Textblock –
Elektronik: Nachdem die Erhöhung der Taktfrequenz bei Mikroprozessoren eine Grenze gefunden hat, setzt die Industrie jetzt auf Multicore-Lösungen. Das Problem besteht ja nur darin, dass das menschliche Gehirn sequentiell arbeitet und es schwierig ist, Software zu paralellisieren. Was ist der Ausweg aus diesem Dilemma?
Ich sehe zwei Konzepte: Multiprozessing und Multicore. Bei Multicore-Architekturen haben wir mehrere identische Cores, bei Multiprozessing-Architekturen haben wir einen Host-Prozessor für die Steuerung und ggf. hunderte IP-Blöcke, die für unterschiedlichste Aufgaben optimiert sind. Bei Multicore haben wir zwei wesentliche Probleme: Das eine ist das amdahlsche Gesetz und das zweite ist das Bottleneck, das nicht mehr die Rechenleistung, sondern die Kommunikation zwischen den Cores ist. Diesbezüglich wird an der optischen Datenübertragung gearbeitet, um höhere Bandbreiten zu erzielen. Die digitale Signalverarbeitung nenne ich immer „ahmdal-freundlich“, da sich hochgradig parallelisierbar ist. Wir hatten Ende der 80er Jahre einen Prozessor mit tausend 1-bit-Cores gebaut, jeder konnte ein Pixel eines Videostreams verarbeiten. Man muss die Aufgaben daher so verteilen, dass die „amdahl-freundlichen“ Tasks parallelisiert werden und die anderen auf für die jeweilige Aufgabe optimierten Prozessoren laufen.
Die FPGA-Industrie erklärt die DSPs für tot. Was sagen Sie als führender Hersteller von DSPs dazu?
Das ist unfair von der FPGA-Industrie, denn ich habe DSPs schon vor ihnen für tot erklärt…
Da wird sich Richard Templeton aber freuen…
Ich habe unserem Management schon vor 7 Jahren erklärt, dass ein DSP als Produkt tot ist. Ein DSP ist jedoch ein Enabler für zukünftige Produkte von uns. Wenn Sie heute unsere Produktpalette anschauen, werden Sie keinen DSP mehr finden. Wir haben ein Bildverarbeitungschip, wir haben ein Videoverarbeitungschip, wir haben ein Kommunkationschip. Wir schauen auf die Systemebene: Was brauchen für z.B. für die Bildverarbeitung? Unsere DaVinci-Chips beinhalten einen ARM-Core, einen DSP und zahlreiche Hardware-Beschleuniger. Können Sie das noch DSP nennen? Ist ein ARM-Prozessor mit einem DSP? Oder ist es ein DSP mit einem ARM als Peripherieelement? Es geht doch nur um die Rechenleistung, die Leistungsaufnahme und den Preis. Unsere OMAP-Familie und die DaVinci-Familie sehen von der Architektur sehr ähnlich aus, die eine ist auf maximale Rechenleistung und die andere auf geringe Leistungsaufnahme optimiert.

(Auszug aus einem Datensatz)
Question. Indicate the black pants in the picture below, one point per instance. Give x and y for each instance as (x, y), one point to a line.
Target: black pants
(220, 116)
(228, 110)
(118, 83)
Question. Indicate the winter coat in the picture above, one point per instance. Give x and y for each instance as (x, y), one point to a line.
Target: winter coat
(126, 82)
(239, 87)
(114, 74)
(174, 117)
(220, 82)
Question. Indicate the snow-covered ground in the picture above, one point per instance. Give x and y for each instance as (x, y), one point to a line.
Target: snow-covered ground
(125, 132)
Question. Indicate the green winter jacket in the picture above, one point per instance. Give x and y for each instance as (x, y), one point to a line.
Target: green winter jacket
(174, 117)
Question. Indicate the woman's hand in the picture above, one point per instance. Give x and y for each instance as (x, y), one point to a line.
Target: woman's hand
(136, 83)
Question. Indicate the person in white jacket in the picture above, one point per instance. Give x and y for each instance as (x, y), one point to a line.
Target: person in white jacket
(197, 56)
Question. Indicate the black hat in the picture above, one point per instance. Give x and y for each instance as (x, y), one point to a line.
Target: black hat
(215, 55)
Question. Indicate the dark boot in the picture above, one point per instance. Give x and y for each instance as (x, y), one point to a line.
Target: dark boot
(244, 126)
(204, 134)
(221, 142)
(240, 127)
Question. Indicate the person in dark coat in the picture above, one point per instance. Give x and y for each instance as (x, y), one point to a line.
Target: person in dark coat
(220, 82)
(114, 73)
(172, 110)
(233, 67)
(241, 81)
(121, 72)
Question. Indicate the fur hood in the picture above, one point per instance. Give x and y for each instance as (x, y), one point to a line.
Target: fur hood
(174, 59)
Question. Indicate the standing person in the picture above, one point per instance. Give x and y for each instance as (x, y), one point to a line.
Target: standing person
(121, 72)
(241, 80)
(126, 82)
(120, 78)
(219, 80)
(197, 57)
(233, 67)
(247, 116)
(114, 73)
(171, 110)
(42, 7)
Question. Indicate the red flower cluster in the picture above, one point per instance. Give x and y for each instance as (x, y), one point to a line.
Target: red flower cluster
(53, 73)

Zu erledigen –
Beantworte die folgenden Fragen anhand des Textblocks.
1. Welche zwei wesentlichen Probleme werden bei Multicore genannt?
2. Wie viele 1-bit-Cores hatte der Prozessor, der Ende der 80er Jahre gebaut wurde?
3. Was beinhalten die DaVinci-Chips?

Schriftliche Antwort –
1. Das amdahlsche Gesetz und das Bottleneck, das nicht mehr die Rechenleistung, sondern die Kommunikation zwischen den Cores ist.
2. Tausend.
3. Einen ARM-Core, einen DSP und zahlreiche Hardware-Beschleuniger.